▶ 书面指令 1: 请把下面最大团题目中从“The following n”到“not be processed.”之间的文字原样抄写出来，首尾两处都包括在内。

▶ 文本节选:
————————

题干:
Given a graph G(V, E), a clique is a sub-graph g(v, e), so that for all vertex pairs v1, v2 in v, there exists an edge (v1, v2) in e. Maximum clique is the clique that has maximum number of vertex.
Input
Input contains multiple tests. For each test:
The first line has one integer n, the number of vertex. (1 < n <= 50)
The following n lines has n 0 or 1 each, indicating whether an edge exists between i (line number) and j (column number).
A test with n = 0 signals the end of input. This test should not be processed.
Output
One number for each test, the number of vertex in maximum clique.

————————

▶ 书面指令 2: 下面的行里有多少行含有字符串“plate”？只回答数字。

记录:
————————

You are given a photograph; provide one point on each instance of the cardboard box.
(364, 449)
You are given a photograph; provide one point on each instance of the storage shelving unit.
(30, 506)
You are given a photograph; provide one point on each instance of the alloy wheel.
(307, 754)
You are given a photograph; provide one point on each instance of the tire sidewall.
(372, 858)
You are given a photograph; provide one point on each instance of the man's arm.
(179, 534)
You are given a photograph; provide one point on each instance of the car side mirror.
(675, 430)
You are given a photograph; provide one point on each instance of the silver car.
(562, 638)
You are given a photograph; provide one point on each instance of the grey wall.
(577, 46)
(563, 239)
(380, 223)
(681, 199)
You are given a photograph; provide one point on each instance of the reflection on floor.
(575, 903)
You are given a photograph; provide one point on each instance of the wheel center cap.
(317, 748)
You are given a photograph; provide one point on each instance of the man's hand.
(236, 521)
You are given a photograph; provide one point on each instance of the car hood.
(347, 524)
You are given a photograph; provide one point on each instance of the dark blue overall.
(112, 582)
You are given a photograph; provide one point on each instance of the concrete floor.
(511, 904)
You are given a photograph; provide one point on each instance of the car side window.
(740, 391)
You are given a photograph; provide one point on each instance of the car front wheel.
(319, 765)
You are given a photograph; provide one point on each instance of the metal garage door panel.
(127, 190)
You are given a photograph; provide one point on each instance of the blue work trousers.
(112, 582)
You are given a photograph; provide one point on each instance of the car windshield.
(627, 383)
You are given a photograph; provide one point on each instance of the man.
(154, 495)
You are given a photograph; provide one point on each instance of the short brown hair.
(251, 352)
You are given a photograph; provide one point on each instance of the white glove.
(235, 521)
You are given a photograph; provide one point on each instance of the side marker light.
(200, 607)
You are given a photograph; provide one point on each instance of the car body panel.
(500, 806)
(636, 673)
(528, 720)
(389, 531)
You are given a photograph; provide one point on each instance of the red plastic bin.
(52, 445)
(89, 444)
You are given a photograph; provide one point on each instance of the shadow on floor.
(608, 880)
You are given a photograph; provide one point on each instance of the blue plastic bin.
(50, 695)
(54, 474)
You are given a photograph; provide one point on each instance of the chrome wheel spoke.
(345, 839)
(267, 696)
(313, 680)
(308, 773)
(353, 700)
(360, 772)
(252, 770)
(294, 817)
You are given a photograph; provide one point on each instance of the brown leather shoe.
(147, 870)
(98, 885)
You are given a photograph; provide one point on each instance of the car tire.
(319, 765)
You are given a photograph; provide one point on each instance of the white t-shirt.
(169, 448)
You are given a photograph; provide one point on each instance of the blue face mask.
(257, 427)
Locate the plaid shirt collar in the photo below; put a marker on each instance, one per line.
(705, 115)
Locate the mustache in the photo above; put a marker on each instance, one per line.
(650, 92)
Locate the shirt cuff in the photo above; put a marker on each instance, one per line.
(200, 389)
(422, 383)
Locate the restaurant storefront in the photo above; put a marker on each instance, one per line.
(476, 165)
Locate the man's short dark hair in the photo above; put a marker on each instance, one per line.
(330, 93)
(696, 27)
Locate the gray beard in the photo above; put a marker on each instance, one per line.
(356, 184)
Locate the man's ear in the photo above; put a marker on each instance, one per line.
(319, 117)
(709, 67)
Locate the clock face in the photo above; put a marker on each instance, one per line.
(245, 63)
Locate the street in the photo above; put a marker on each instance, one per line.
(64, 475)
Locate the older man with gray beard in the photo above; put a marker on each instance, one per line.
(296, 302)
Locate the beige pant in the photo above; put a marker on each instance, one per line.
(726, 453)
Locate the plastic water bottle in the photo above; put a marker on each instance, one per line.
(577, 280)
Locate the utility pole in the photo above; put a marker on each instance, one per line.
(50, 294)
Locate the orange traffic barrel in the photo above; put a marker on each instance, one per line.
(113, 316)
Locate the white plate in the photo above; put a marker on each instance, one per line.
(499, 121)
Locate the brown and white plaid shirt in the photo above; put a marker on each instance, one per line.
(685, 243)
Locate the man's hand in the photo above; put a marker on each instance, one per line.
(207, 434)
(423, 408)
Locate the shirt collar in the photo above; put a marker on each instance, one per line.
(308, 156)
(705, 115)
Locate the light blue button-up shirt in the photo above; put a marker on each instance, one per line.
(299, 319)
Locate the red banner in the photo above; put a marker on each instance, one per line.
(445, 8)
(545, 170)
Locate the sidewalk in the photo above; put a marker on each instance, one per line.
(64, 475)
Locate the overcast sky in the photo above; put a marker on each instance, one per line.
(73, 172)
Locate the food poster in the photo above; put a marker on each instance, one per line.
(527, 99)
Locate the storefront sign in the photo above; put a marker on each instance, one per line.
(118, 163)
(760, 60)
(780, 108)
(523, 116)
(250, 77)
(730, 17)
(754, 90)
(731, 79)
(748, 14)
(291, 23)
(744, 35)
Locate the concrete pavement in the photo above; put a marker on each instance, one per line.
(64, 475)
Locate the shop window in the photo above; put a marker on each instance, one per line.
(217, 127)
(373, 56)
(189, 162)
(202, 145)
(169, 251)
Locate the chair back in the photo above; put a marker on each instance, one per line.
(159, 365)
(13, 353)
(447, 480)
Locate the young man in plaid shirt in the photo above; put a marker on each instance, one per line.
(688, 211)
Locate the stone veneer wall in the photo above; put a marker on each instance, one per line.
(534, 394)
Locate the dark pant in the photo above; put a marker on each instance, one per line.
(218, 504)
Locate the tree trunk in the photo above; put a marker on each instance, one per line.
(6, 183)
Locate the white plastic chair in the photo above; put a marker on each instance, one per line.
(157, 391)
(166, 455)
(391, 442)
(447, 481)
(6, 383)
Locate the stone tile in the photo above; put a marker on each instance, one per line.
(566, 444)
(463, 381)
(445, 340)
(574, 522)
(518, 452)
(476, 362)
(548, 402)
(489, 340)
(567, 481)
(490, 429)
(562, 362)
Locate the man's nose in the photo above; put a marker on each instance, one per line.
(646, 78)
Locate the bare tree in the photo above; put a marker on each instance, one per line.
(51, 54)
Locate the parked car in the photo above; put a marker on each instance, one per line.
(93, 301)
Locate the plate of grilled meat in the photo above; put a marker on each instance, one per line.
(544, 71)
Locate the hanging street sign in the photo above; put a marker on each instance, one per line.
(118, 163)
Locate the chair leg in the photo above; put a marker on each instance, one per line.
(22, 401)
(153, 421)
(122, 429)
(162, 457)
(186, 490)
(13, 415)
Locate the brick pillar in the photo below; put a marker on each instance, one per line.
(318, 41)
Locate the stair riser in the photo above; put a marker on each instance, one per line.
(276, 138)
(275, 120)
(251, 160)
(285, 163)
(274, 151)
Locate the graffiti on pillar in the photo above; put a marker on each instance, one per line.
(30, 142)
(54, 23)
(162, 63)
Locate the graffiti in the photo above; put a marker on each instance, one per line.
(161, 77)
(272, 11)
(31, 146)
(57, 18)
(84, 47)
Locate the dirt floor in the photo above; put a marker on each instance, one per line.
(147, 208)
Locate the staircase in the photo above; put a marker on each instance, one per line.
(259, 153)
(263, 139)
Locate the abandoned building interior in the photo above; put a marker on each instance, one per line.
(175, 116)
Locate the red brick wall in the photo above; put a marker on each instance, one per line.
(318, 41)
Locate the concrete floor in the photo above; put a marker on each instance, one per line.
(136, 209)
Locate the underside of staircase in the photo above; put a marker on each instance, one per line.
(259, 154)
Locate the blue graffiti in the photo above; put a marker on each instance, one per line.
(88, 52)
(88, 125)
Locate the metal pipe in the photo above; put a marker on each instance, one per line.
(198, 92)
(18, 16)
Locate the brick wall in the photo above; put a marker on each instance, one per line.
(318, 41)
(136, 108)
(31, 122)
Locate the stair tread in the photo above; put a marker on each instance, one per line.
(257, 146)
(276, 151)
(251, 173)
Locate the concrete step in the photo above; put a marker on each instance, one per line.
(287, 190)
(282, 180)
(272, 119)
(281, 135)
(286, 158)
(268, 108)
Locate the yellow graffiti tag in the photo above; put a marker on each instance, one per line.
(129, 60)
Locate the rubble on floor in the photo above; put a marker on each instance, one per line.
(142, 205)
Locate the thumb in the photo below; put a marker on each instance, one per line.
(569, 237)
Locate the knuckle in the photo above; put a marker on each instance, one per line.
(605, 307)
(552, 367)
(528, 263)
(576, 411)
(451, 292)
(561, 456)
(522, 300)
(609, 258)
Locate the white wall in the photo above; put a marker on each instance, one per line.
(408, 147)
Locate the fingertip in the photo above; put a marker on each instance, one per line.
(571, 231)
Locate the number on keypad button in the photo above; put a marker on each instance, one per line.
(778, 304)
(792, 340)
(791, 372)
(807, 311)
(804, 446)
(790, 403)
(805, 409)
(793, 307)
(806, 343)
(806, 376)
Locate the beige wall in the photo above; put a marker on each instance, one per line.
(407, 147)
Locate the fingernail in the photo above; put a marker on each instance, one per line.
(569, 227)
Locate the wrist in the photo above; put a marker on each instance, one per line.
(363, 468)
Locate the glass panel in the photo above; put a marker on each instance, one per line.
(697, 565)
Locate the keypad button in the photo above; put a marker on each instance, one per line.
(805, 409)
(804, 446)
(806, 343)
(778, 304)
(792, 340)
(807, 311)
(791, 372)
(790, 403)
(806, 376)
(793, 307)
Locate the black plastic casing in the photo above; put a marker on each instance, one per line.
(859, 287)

————————

▶ 最终答案 1:
The following n lines has n 0 or 1 each, indicating whether an edge exists between i (line number) and j (column number).
A test with n = 0 signals the end of input. This test should not be processed.

▶ 最终答案 2: 2